The records below should be written out again, exactly.
—————
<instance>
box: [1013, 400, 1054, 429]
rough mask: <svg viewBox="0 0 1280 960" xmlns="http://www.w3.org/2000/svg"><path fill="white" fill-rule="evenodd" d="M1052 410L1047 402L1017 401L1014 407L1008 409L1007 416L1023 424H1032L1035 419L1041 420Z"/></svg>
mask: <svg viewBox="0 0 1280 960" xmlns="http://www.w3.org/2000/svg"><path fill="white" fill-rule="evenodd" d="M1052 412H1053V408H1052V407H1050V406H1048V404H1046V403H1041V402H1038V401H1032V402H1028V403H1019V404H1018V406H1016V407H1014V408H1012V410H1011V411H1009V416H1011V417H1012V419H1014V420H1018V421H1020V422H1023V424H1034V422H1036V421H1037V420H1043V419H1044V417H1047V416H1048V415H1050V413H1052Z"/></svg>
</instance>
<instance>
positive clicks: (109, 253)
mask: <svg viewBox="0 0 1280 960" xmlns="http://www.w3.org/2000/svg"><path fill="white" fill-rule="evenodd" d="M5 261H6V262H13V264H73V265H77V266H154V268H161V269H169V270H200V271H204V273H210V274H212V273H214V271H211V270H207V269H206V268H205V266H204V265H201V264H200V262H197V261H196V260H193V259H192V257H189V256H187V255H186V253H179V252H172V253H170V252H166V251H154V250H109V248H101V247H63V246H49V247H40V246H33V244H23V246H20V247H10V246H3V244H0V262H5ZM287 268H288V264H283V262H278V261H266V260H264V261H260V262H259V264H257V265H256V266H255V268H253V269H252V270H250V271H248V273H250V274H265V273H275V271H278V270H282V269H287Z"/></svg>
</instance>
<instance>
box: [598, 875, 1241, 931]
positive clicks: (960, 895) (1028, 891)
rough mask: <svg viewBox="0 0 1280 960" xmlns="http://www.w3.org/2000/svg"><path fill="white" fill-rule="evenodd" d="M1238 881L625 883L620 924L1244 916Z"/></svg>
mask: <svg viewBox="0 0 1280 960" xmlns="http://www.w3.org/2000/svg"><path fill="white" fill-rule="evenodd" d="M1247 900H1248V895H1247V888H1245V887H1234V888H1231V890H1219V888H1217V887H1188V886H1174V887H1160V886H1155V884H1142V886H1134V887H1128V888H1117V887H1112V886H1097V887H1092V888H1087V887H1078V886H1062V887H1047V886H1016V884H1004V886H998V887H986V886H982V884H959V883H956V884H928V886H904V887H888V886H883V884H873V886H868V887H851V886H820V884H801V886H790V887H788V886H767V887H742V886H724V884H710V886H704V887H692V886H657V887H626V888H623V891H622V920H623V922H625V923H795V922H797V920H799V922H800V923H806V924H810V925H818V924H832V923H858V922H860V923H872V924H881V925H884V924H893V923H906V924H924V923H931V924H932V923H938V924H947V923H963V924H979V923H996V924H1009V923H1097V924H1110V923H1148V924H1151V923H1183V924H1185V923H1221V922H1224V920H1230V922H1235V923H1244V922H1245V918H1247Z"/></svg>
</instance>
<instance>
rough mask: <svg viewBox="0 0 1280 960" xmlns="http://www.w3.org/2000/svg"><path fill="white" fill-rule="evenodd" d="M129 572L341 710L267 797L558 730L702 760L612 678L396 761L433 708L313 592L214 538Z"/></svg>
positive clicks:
—————
_Result of this exercise_
<instance>
box: [1013, 400, 1054, 429]
rough mask: <svg viewBox="0 0 1280 960" xmlns="http://www.w3.org/2000/svg"><path fill="white" fill-rule="evenodd" d="M1052 410L1047 402L1017 401L1014 407L1008 409L1007 416L1023 424H1032L1035 419L1041 420Z"/></svg>
mask: <svg viewBox="0 0 1280 960" xmlns="http://www.w3.org/2000/svg"><path fill="white" fill-rule="evenodd" d="M1052 412H1053V408H1052V407H1050V406H1048V404H1046V403H1041V402H1038V401H1032V402H1028V403H1019V404H1018V406H1016V407H1014V408H1012V410H1011V411H1009V416H1011V417H1012V419H1014V420H1018V421H1020V422H1023V424H1034V422H1036V421H1037V420H1043V419H1044V417H1047V416H1048V415H1050V413H1052Z"/></svg>
</instance>
<instance>
positive clicks: (109, 253)
mask: <svg viewBox="0 0 1280 960" xmlns="http://www.w3.org/2000/svg"><path fill="white" fill-rule="evenodd" d="M5 261H6V262H13V264H73V265H77V266H154V268H161V269H169V270H200V271H204V273H210V274H212V273H214V271H211V270H207V269H206V268H205V266H204V265H201V264H200V262H197V261H196V260H193V259H192V257H189V256H187V255H186V253H179V252H172V253H170V252H166V251H154V250H109V248H101V247H63V246H49V247H40V246H33V244H23V246H20V247H10V246H3V244H0V262H5ZM287 268H288V264H283V262H278V261H266V260H264V261H260V262H259V264H257V265H256V266H255V268H253V269H252V270H250V271H248V273H250V274H265V273H275V271H278V270H282V269H287Z"/></svg>
</instance>
<instance>
box: [598, 875, 1241, 931]
positive clicks: (960, 895) (1028, 891)
rough mask: <svg viewBox="0 0 1280 960" xmlns="http://www.w3.org/2000/svg"><path fill="white" fill-rule="evenodd" d="M1238 881L625 883L620 924L1244 916Z"/></svg>
mask: <svg viewBox="0 0 1280 960" xmlns="http://www.w3.org/2000/svg"><path fill="white" fill-rule="evenodd" d="M1247 900H1248V895H1247V888H1245V887H1234V888H1231V890H1219V888H1217V887H1188V886H1174V887H1160V886H1155V884H1142V886H1134V887H1128V888H1117V887H1112V886H1097V887H1092V888H1087V887H1078V886H1062V887H1047V886H1016V884H1004V886H998V887H986V886H982V884H959V883H956V884H928V886H904V887H888V886H883V884H873V886H868V887H851V886H820V884H801V886H790V887H788V886H767V887H742V886H724V884H710V886H704V887H692V886H657V887H626V888H623V891H622V920H623V922H625V923H795V922H797V920H799V922H800V923H806V924H810V925H818V924H832V923H858V922H860V923H872V924H881V925H884V924H893V923H906V924H924V923H931V924H932V923H938V924H947V923H963V924H979V923H996V924H1009V923H1097V924H1110V923H1148V924H1151V923H1183V924H1185V923H1221V922H1224V920H1230V922H1235V923H1244V922H1245V918H1247Z"/></svg>
</instance>
<instance>
rough mask: <svg viewBox="0 0 1280 960" xmlns="http://www.w3.org/2000/svg"><path fill="white" fill-rule="evenodd" d="M129 572L341 710L267 797L558 730L702 760L612 678L396 761L433 708L313 592L214 538Z"/></svg>
positive clicks:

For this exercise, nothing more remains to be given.